## Task
Give back the line below containing "Reviewer note: every instance of the woman's" and every later line, exactly.

## Saved entries

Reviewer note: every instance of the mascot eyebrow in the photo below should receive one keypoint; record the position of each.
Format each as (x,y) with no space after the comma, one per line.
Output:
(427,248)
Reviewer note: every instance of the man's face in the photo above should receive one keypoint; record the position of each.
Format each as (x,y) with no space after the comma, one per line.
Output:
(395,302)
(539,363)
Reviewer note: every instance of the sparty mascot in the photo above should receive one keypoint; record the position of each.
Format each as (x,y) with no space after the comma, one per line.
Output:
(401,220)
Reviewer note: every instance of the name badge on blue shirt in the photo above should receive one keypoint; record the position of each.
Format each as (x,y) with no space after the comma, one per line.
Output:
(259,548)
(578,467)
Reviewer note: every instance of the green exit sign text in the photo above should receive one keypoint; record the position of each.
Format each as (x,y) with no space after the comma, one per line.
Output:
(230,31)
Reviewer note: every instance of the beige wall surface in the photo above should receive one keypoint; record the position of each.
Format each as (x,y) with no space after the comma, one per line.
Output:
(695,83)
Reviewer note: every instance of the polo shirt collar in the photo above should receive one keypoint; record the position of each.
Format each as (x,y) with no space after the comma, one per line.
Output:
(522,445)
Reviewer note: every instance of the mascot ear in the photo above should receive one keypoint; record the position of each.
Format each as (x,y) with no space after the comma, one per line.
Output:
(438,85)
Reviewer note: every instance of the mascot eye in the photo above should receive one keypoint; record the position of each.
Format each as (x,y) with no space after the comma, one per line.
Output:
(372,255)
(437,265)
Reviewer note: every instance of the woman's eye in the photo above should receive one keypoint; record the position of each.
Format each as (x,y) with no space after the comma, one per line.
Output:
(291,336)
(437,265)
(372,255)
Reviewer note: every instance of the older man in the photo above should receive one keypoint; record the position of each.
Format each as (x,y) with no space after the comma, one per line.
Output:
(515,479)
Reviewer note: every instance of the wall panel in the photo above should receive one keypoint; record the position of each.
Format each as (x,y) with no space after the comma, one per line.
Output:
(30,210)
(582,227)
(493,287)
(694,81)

## Task solution
Reviewer note: every instance of the woman's eye in the photo above should receive one keypoint; record the position of each.
Format each as (x,y) with no space after the comma, one per line.
Output:
(291,336)
(437,265)
(372,255)
Reviewer note: every instance of the older man in the photo above should receive one keypoint; record the position of each.
Format each as (x,y) with no space after the comma, one per line.
Output:
(515,479)
Reviewer note: every instance of the wall panel in the photo above should receive one keypoint; record the position of each.
Format each as (x,y) with no space after the comma, one per line.
Output:
(30,210)
(582,227)
(493,287)
(694,81)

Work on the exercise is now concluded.